▶ _Given records_

#####

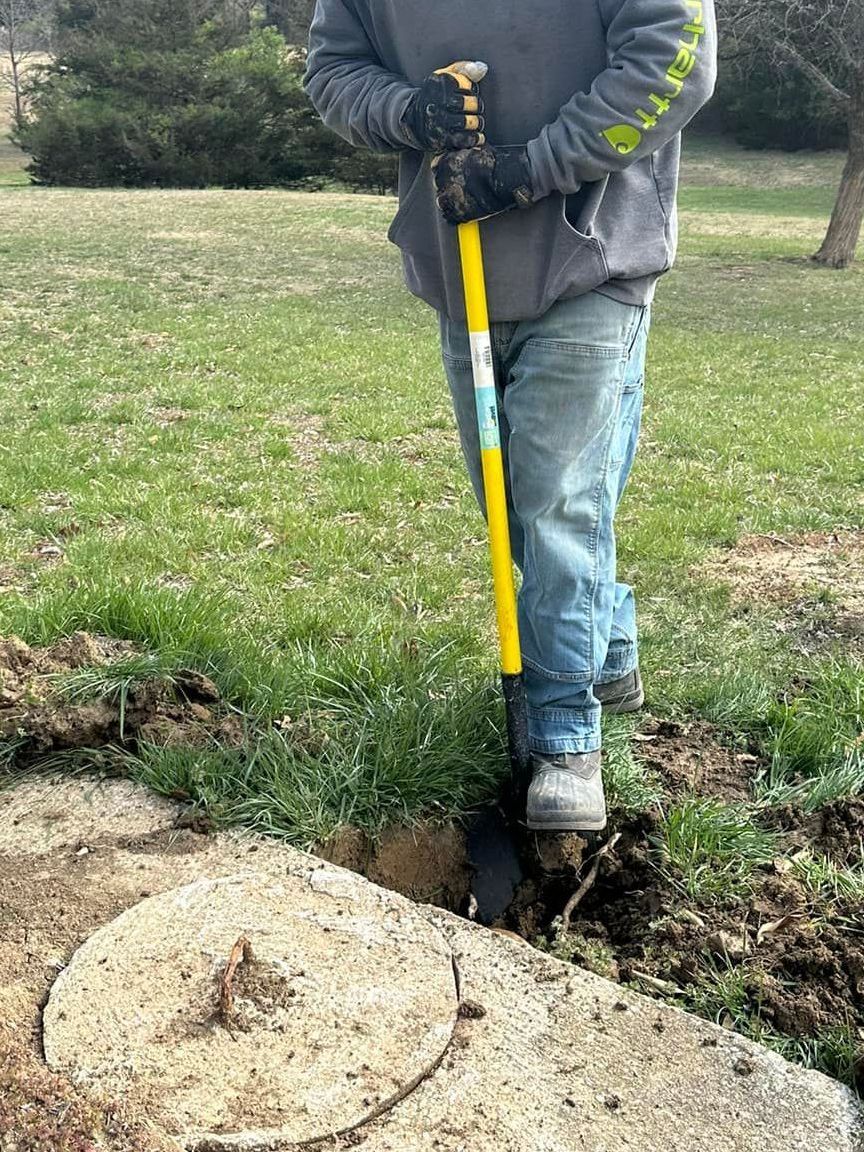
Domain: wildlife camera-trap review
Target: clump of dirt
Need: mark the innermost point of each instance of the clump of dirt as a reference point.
(427, 863)
(802, 964)
(690, 758)
(835, 831)
(36, 719)
(818, 576)
(42, 1112)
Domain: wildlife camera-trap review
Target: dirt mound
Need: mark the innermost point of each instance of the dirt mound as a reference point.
(801, 965)
(36, 719)
(689, 757)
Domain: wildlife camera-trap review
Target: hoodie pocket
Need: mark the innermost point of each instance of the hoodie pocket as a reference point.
(411, 229)
(577, 262)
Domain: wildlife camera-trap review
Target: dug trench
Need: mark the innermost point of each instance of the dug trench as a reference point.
(775, 961)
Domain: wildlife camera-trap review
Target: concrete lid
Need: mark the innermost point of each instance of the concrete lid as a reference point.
(46, 813)
(346, 1003)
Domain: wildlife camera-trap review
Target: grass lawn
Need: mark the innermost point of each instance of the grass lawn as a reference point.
(226, 436)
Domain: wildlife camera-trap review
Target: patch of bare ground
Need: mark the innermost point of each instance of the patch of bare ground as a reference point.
(801, 965)
(691, 758)
(818, 577)
(37, 720)
(426, 863)
(48, 909)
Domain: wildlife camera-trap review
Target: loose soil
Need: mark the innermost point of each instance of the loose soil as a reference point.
(818, 577)
(35, 719)
(802, 961)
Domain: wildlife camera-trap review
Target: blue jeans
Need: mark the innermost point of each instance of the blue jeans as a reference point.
(569, 398)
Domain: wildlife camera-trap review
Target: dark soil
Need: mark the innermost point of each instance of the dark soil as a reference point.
(803, 965)
(690, 758)
(427, 863)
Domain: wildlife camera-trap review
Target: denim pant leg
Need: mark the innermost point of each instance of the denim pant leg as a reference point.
(561, 381)
(622, 656)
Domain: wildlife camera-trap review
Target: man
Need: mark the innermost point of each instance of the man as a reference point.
(570, 154)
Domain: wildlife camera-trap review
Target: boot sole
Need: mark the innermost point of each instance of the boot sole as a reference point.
(562, 825)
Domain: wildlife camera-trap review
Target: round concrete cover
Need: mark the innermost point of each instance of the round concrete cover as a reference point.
(346, 1003)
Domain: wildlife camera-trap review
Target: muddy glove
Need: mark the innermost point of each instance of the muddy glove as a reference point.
(447, 111)
(480, 182)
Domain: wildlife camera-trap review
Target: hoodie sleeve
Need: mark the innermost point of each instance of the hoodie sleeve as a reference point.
(351, 91)
(661, 69)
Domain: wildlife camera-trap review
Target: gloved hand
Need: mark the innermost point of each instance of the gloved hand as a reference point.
(480, 182)
(447, 110)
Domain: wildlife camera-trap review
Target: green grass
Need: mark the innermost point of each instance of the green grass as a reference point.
(726, 997)
(710, 849)
(230, 418)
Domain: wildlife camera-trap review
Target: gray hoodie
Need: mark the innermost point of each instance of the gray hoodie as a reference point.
(598, 90)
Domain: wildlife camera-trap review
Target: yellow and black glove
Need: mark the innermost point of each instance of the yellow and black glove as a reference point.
(447, 110)
(480, 182)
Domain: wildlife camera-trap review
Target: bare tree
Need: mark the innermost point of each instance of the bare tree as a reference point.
(824, 42)
(24, 31)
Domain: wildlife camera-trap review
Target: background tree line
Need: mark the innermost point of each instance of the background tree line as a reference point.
(198, 92)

#####

▶ _Instruction_
Every record above must be given again exactly; drop the pictures.

▶ _Solution for this exercise_
Domain: wildlife camera-trap review
Target: clump of dirt
Need: mark the innermost point of each instance of the clump of dirt as a reference point.
(427, 863)
(802, 964)
(690, 758)
(835, 831)
(36, 719)
(818, 576)
(42, 1112)
Domain: wildlife camera-trap review
Target: dirt mound
Need: mark the innermost point of each instance of the dirt mound as a reference point.
(801, 965)
(36, 719)
(689, 757)
Domain: wildlife camera-trap review
Target: hoodie pocket
Need: mark the innermost point of each instance of the hoodie pocket as a reference point.
(411, 229)
(577, 262)
Domain: wildlife camera-trap review
Target: dug trench
Need: mark the innermost point of each instance of the dug trench as a reference point.
(775, 961)
Domain: wildlife camera-trap review
Target: concrete lid
Need: mark the innermost point of each instance of the concrete lid as a reference point.
(46, 813)
(346, 1003)
Domain: wildlife camera-trap review
Target: grass lawn
Need: mark the innermost point of each instance of the grass lawn as a reference point.
(226, 436)
Domain: wildlife camera-trap review
Target: patch of bare ground
Need: mark the innermost point of each instance of the patch of bare ground as a reference point.
(801, 965)
(691, 758)
(818, 577)
(37, 720)
(426, 863)
(48, 909)
Domain: wildlife camera-trap review
Target: loose soil
Need: mark the innermost point of each instance of the loose soil as a reference point.
(818, 577)
(35, 719)
(802, 961)
Domain: wildlife camera-trap review
Target: blue jeans
Need: mark the innermost point of each instance of the blue jeans as a reference point.
(569, 398)
Domain: wildlife camera-trap review
Target: dark soil
Need: mark the innermost point of each instance of the dark soil as a reference point.
(803, 965)
(690, 758)
(427, 863)
Domain: wildlife camera-trap review
Target: denim pant leg
Need: mark the innermost point of each instance of the denim pant leg as a reference point.
(561, 381)
(622, 656)
Domain: wildlife camera-trap review
Target: man
Need: mark the innermost point of each instance of the man as a reference point.
(570, 154)
Domain: wildlife camera-trap review
Target: boot sole
Need: mark the innermost point of each instance of the boot sole as a reference point.
(562, 825)
Domain: wildlife camera-trap review
Target: round concrete cover
Need: mark the innermost point of each instance of the round concrete cover as a reference point.
(346, 1003)
Domain: wildlife camera-trap review
Target: muddy glove
Need: mark the innermost point of each instance of the muddy glove as a reference point.
(447, 111)
(480, 182)
Domain: wildlife camera-trap review
Target: hoodie sleeve
Need: mark the innermost point of each instance of the hoodie sleeve as a reference point.
(351, 91)
(661, 69)
Domain: wildlife camera-trap review
Target: gloved hand
Need: mark the innermost point of each instance of the gloved hand as a reference point.
(480, 182)
(447, 110)
Domain: wildlife camera-trap review
Target: green grass
Need: mark the innermost point of each instance of the green grass as a reference point.
(726, 997)
(710, 849)
(230, 418)
Domain: wildlife camera-trap review
Target: gray hoodie
Need: mark the innermost point of each instance of the gray hoodie as a reference point.
(598, 90)
Domain: wildlife camera-trap review
Target: yellow and black glove
Need: mark the innermost point of each instance of the yellow and black glove as a reference point.
(447, 110)
(480, 182)
Domain: wildlife camera-trap review
Target: bare tree
Need: mark the innermost point of each instance of the bare tree as a reference point.
(824, 42)
(24, 31)
Domain: wildlife camera-trap review
Target: background tree line
Need: mark the innermost point of each instance of the background tree line as a reference point.
(198, 92)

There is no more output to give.